## Rows
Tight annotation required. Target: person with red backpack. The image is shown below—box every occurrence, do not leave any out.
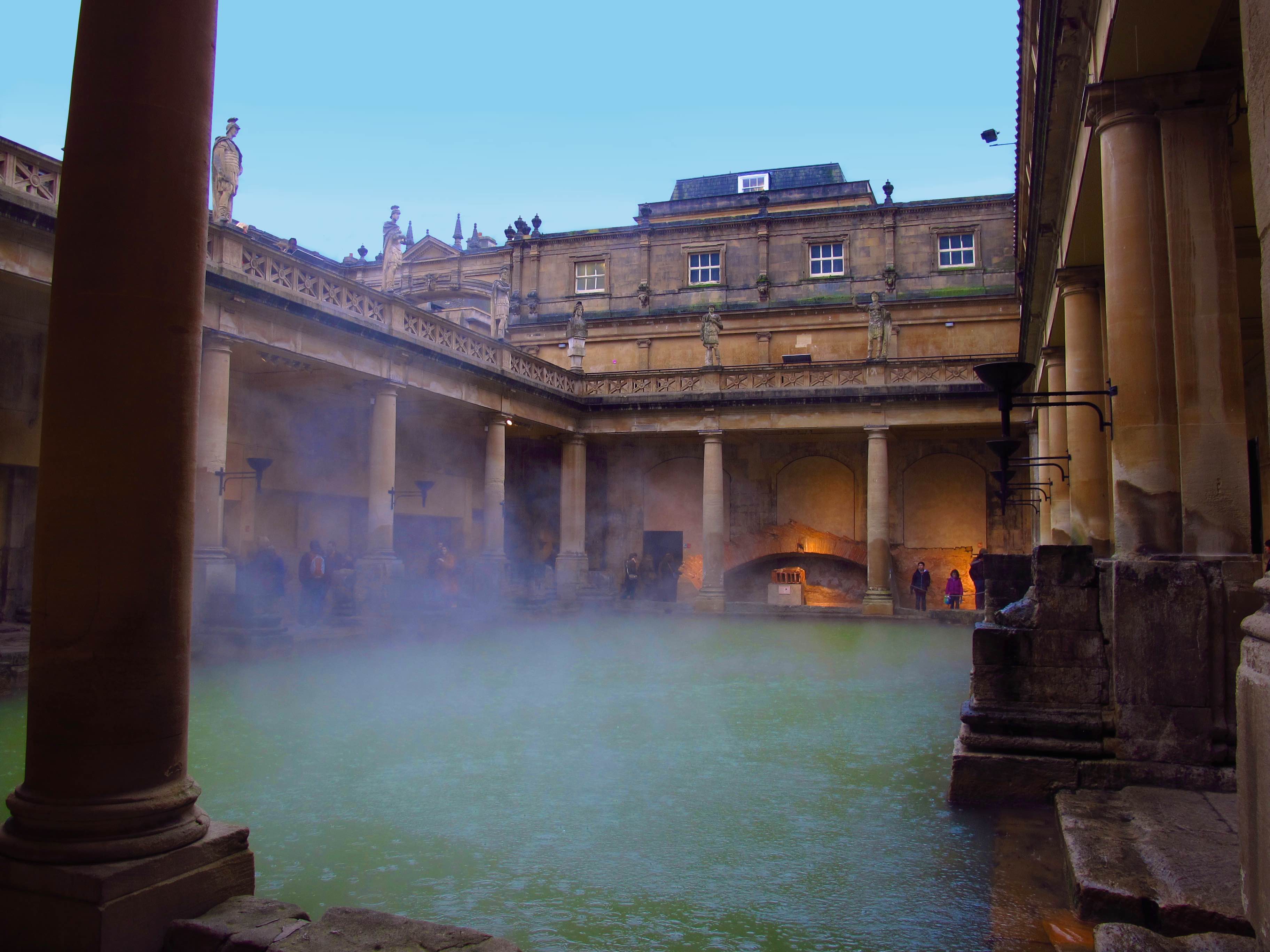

* * *

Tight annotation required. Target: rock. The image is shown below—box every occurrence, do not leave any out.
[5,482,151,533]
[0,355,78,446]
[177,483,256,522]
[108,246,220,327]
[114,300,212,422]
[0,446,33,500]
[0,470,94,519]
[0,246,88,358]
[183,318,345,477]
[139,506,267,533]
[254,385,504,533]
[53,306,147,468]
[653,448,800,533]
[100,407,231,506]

## Requirements
Can you give the stretch of data from the line containing "Tight annotation required. Target: rock." through the line containing "[100,407,231,506]" again, with "occurrence" replaced by "instance" and everything else left unchanged?

## Final result
Tight annotation required. Target: rock. The image is shown below—box every instance, do not leave any out.
[5,482,151,533]
[0,355,78,446]
[177,483,256,522]
[108,246,220,327]
[114,300,212,422]
[0,446,33,500]
[0,470,94,519]
[0,246,88,358]
[183,318,345,477]
[139,506,267,533]
[254,385,504,533]
[53,306,147,468]
[653,448,800,533]
[100,407,231,506]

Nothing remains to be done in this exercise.